* _Given task_
Pull out the material word for word, from its first line through the line containing "165], [342, 166]]]", and leave the pictures out of your answer.

** START OF Records for the exercise **

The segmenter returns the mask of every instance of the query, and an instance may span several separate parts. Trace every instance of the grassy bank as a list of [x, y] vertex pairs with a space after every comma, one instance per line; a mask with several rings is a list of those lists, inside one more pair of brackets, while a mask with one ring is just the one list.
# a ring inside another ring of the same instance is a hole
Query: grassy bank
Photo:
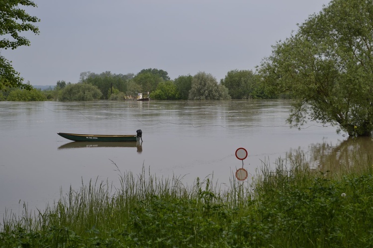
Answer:
[[[120, 186], [82, 182], [45, 210], [8, 213], [1, 247], [366, 247], [373, 244], [373, 175], [313, 170], [300, 155], [221, 190], [143, 170]], [[342, 165], [341, 165], [342, 166]]]

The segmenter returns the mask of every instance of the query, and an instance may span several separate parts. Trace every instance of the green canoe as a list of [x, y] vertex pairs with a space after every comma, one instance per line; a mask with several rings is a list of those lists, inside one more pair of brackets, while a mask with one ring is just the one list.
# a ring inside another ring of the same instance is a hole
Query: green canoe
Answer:
[[79, 134], [68, 133], [57, 133], [59, 136], [73, 141], [94, 141], [106, 142], [122, 142], [125, 141], [142, 141], [142, 131], [139, 129], [136, 131], [137, 134], [134, 135], [104, 135], [104, 134]]

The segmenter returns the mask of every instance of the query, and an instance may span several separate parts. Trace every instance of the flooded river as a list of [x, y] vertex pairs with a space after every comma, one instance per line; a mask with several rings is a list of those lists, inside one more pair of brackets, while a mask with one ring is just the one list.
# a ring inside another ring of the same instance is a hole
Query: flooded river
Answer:
[[[244, 167], [250, 175], [262, 161], [275, 163], [291, 151], [309, 152], [318, 161], [323, 153], [343, 152], [332, 151], [347, 144], [335, 127], [310, 123], [301, 130], [289, 128], [289, 106], [282, 100], [0, 102], [0, 213], [16, 213], [24, 202], [42, 209], [60, 190], [79, 189], [82, 181], [115, 185], [117, 166], [136, 174], [144, 165], [187, 185], [213, 174], [224, 184], [242, 166], [235, 154], [239, 148], [247, 151]], [[137, 145], [78, 144], [57, 134], [136, 134], [137, 129], [143, 141]], [[369, 150], [372, 141], [367, 142]]]

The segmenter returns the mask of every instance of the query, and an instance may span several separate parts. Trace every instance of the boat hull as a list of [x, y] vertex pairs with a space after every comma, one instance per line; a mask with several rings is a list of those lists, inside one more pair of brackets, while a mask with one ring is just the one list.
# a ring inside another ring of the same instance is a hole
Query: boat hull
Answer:
[[138, 141], [140, 137], [134, 135], [111, 135], [101, 134], [79, 134], [68, 133], [57, 133], [59, 136], [73, 141], [93, 141], [106, 142], [123, 142]]
[[149, 97], [145, 97], [144, 98], [140, 98], [137, 99], [138, 101], [149, 101], [150, 100], [150, 98]]

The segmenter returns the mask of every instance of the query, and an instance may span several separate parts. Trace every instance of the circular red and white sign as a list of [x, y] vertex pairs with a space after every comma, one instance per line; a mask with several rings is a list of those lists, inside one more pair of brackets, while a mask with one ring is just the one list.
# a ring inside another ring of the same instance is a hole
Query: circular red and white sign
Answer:
[[240, 160], [244, 160], [247, 158], [247, 151], [245, 148], [240, 147], [236, 150], [236, 158]]
[[247, 178], [247, 170], [243, 168], [240, 168], [236, 171], [236, 177], [240, 181], [243, 181]]

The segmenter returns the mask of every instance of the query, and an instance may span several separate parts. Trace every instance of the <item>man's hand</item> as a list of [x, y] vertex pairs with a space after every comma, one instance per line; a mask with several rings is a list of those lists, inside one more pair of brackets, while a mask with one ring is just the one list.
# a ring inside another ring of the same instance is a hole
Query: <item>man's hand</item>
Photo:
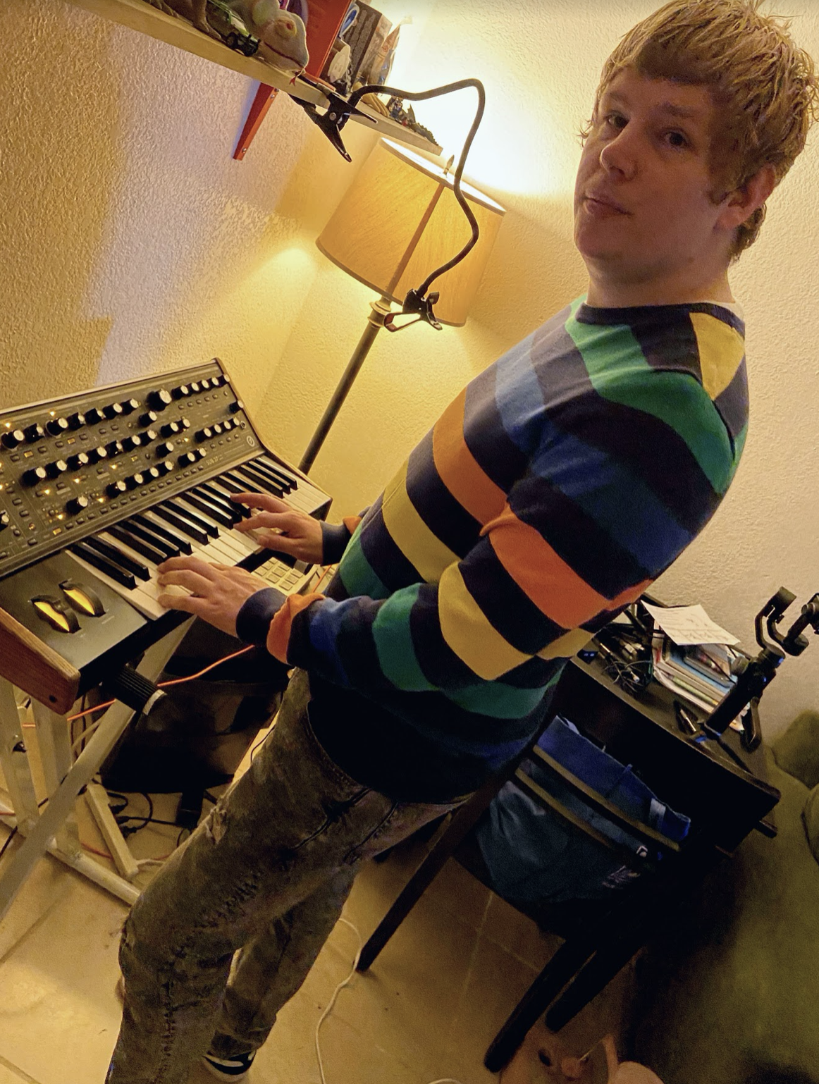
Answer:
[[236, 617], [245, 601], [270, 586], [244, 568], [210, 565], [200, 557], [171, 557], [157, 566], [160, 586], [178, 586], [190, 595], [162, 594], [159, 604], [169, 609], [194, 614], [204, 621], [236, 635]]
[[234, 493], [234, 501], [259, 508], [249, 519], [236, 524], [237, 531], [256, 531], [259, 544], [287, 553], [297, 560], [320, 565], [324, 552], [322, 525], [306, 512], [296, 512], [277, 496], [266, 493]]

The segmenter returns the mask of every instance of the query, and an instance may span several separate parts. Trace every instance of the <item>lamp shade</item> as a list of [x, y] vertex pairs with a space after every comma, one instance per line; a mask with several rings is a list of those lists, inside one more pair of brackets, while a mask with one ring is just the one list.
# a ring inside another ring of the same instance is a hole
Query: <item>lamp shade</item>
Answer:
[[[470, 184], [464, 196], [478, 220], [474, 248], [435, 279], [435, 317], [444, 324], [466, 322], [505, 214]], [[453, 191], [453, 175], [421, 155], [380, 140], [350, 185], [316, 244], [359, 282], [403, 304], [437, 268], [453, 258], [471, 236]]]

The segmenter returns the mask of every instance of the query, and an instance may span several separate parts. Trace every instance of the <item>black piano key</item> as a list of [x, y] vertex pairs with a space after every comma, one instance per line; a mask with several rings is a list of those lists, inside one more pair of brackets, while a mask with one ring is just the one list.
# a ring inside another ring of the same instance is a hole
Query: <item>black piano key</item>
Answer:
[[133, 557], [129, 557], [127, 553], [122, 553], [118, 546], [112, 545], [110, 542], [103, 542], [102, 539], [98, 538], [86, 539], [84, 542], [87, 545], [90, 545], [92, 550], [96, 550], [98, 553], [101, 553], [103, 557], [107, 557], [108, 560], [113, 562], [115, 565], [119, 565], [119, 567], [123, 568], [127, 572], [131, 572], [131, 575], [135, 576], [138, 580], [151, 579], [150, 568], [140, 564], [139, 560], [134, 560]]
[[195, 542], [198, 542], [199, 545], [207, 545], [210, 541], [210, 535], [207, 531], [194, 526], [194, 524], [192, 524], [188, 519], [185, 519], [183, 516], [172, 512], [164, 504], [157, 504], [156, 507], [151, 511], [155, 516], [159, 516], [160, 519], [164, 519], [166, 524], [170, 524], [171, 527], [176, 527], [176, 529], [181, 531], [182, 534], [186, 534]]
[[165, 560], [166, 555], [161, 550], [157, 550], [155, 545], [146, 542], [144, 538], [128, 530], [128, 528], [123, 527], [121, 524], [115, 524], [114, 527], [109, 527], [108, 534], [113, 535], [123, 545], [130, 546], [131, 550], [135, 550], [136, 553], [141, 553], [142, 556], [147, 557], [148, 560], [153, 560], [155, 565], [161, 565]]
[[253, 470], [247, 463], [243, 463], [240, 467], [235, 467], [233, 473], [237, 474], [240, 478], [249, 479], [250, 485], [257, 489], [261, 489], [262, 493], [274, 493], [276, 496], [284, 496], [284, 488], [282, 486], [277, 486], [270, 478], [261, 474], [261, 472]]
[[198, 508], [206, 516], [210, 516], [211, 519], [216, 519], [218, 524], [222, 527], [231, 528], [236, 522], [236, 519], [229, 515], [224, 508], [219, 508], [216, 504], [210, 504], [204, 498], [199, 496], [195, 491], [188, 490], [186, 493], [180, 494], [180, 500], [185, 501], [186, 504], [193, 505], [194, 508]]
[[266, 465], [271, 467], [273, 470], [277, 472], [282, 476], [283, 480], [287, 482], [288, 486], [291, 486], [294, 489], [299, 488], [299, 478], [297, 475], [292, 473], [292, 470], [288, 470], [287, 467], [283, 467], [281, 463], [276, 463], [276, 461], [270, 455], [264, 454], [258, 457], [263, 463], [266, 463]]
[[93, 565], [94, 568], [99, 568], [101, 572], [105, 572], [109, 576], [112, 580], [115, 580], [120, 586], [129, 588], [131, 591], [136, 589], [136, 579], [131, 576], [130, 572], [126, 572], [123, 568], [119, 565], [115, 565], [113, 562], [108, 560], [107, 557], [103, 557], [101, 553], [96, 550], [92, 550], [90, 545], [86, 542], [75, 542], [73, 546], [69, 546], [72, 553], [76, 553], [78, 557], [82, 557], [87, 560], [89, 565]]
[[249, 478], [245, 478], [243, 475], [237, 474], [235, 467], [233, 470], [225, 470], [221, 476], [225, 479], [225, 482], [232, 482], [234, 493], [266, 493], [266, 489], [262, 489], [258, 482], [250, 481]]
[[234, 524], [237, 524], [240, 519], [246, 519], [250, 515], [249, 508], [246, 508], [244, 504], [231, 501], [223, 490], [220, 490], [218, 486], [211, 482], [203, 482], [202, 486], [196, 487], [194, 492], [203, 493], [217, 507], [223, 508], [227, 515], [233, 516]]
[[[154, 512], [155, 509], [152, 508], [151, 511]], [[179, 534], [176, 531], [170, 531], [168, 530], [167, 527], [162, 527], [161, 524], [157, 524], [155, 519], [148, 519], [145, 516], [134, 516], [133, 519], [129, 520], [129, 522], [133, 522], [134, 520], [136, 520], [140, 525], [144, 524], [147, 530], [153, 531], [154, 534], [157, 534], [160, 539], [165, 539], [166, 542], [170, 542], [171, 545], [173, 545], [177, 550], [177, 553], [172, 554], [171, 556], [178, 557], [180, 553], [185, 553], [185, 554], [193, 553], [193, 546], [184, 537], [184, 534]]]
[[181, 550], [173, 542], [170, 541], [170, 534], [162, 535], [161, 528], [146, 519], [144, 516], [134, 516], [132, 519], [127, 519], [125, 526], [133, 534], [139, 534], [141, 539], [144, 539], [148, 545], [154, 545], [157, 550], [160, 550], [166, 557], [179, 557], [181, 553], [192, 553], [193, 546], [187, 544], [187, 550]]
[[282, 475], [273, 470], [272, 467], [269, 467], [266, 463], [262, 463], [261, 459], [253, 460], [248, 464], [248, 466], [252, 466], [252, 468], [259, 474], [263, 475], [265, 478], [270, 478], [271, 482], [280, 489], [283, 489], [285, 493], [289, 493], [292, 489], [290, 482], [285, 481]]
[[171, 512], [176, 512], [178, 516], [183, 516], [185, 519], [190, 519], [194, 527], [198, 527], [199, 530], [205, 531], [205, 533], [209, 534], [212, 539], [218, 539], [219, 528], [216, 524], [208, 522], [207, 519], [203, 519], [202, 516], [197, 516], [193, 508], [185, 505], [183, 498], [184, 493], [180, 493], [176, 500], [166, 501], [165, 507], [170, 508]]

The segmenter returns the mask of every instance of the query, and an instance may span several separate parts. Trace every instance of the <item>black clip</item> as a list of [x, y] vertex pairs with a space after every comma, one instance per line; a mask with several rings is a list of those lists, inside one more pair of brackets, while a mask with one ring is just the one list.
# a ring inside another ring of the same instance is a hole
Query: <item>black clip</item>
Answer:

** END OF Records for the exercise **

* _Written response_
The segmenter returns the mask of every instance of the query, and an instance may span several separate parts. Trace every instance of the grassy bank as a list of [x, y] vertex pairs with a space after every comma, one instance per line; a mask with several rings is a list of those lists, inside one more pair of brackets, while a mask with one ring is just the one list.
# a ring inside another ring of the same instance is a hole
Query: grassy bank
Photo:
Answer:
[[[120, 186], [82, 182], [45, 210], [8, 213], [1, 247], [366, 247], [373, 244], [373, 175], [313, 170], [300, 155], [221, 190], [143, 170]], [[342, 165], [341, 165], [342, 166]]]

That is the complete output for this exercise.